Write each line exactly as it stands, from the line containing "The component shall return one point per instance of the sky" through the end of the data.
-- start --
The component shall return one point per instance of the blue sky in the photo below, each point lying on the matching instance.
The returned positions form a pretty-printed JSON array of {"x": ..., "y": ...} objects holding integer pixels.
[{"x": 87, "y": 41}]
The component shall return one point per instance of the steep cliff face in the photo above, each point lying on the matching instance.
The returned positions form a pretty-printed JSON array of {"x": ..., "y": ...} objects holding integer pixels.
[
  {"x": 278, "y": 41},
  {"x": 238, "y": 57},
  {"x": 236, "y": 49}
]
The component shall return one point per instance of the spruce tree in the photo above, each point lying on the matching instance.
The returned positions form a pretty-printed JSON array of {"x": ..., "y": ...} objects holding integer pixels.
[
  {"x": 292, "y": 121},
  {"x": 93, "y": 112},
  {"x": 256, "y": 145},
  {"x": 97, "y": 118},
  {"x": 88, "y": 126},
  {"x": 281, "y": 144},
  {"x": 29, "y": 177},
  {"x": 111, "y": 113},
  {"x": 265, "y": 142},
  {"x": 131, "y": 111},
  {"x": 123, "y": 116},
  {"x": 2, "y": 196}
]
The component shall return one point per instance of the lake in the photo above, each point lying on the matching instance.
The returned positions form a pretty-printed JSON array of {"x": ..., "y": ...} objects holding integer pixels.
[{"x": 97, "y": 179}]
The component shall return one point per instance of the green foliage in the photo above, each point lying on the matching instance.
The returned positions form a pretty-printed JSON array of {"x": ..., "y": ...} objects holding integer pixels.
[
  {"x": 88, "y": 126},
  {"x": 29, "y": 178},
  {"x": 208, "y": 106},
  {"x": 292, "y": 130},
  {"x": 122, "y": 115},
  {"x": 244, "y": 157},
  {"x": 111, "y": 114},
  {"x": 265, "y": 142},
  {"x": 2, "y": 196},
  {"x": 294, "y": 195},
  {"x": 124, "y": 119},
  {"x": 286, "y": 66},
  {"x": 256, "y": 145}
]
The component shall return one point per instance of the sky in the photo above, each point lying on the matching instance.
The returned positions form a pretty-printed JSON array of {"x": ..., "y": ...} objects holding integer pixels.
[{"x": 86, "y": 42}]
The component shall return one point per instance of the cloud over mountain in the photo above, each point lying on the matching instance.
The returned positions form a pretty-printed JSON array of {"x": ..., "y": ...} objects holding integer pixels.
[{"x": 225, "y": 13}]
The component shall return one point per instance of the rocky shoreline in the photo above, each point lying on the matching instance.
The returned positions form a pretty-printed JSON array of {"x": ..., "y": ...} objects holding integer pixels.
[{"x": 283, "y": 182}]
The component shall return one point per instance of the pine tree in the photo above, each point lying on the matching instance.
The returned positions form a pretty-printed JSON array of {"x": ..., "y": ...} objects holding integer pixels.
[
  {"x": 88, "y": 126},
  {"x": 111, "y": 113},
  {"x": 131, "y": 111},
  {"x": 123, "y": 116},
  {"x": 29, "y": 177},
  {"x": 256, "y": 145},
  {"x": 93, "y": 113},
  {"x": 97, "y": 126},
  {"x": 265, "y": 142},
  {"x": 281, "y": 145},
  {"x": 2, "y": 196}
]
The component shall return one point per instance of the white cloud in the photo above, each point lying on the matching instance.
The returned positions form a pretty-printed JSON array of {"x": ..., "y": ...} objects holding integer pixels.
-- end --
• _Exercise answer_:
The component shall return one point per instance of the sky in the photo above, each point lying on the matching instance.
The returned positions form a pretty-printed JSON array of {"x": ..., "y": ...} objects holding integer pixels.
[{"x": 86, "y": 42}]
The component shall return one point per instance of the cloud over mountain in the photo above, each point lying on the matching instance.
The returned positions form a pretty-printed JSON array of {"x": ..., "y": ...} objects holding integer pixels.
[{"x": 225, "y": 13}]
The component shall return one point per instance of the rocky shoreline in the photo above, each point lying on the matching instance.
The returned positions form a pretty-printed JSON array of {"x": ..., "y": ...} objects holding integer pixels.
[{"x": 283, "y": 182}]
The component shall return one point per instance of the pine tree in the photo above, each point lying on the matching instance.
The returned positions form a pretty-printed JSON array of {"x": ..., "y": ...} objects holding integer pixels.
[
  {"x": 88, "y": 126},
  {"x": 111, "y": 113},
  {"x": 131, "y": 111},
  {"x": 123, "y": 116},
  {"x": 29, "y": 177},
  {"x": 256, "y": 145},
  {"x": 93, "y": 113},
  {"x": 97, "y": 126},
  {"x": 265, "y": 142},
  {"x": 281, "y": 145},
  {"x": 2, "y": 196}
]
The component shall return one point per instance of the white cloud in the photo above, each point lying on the matching instance.
The returned positions form a pretty-printed JSON array of {"x": ..., "y": ...} objects holding integer pixels.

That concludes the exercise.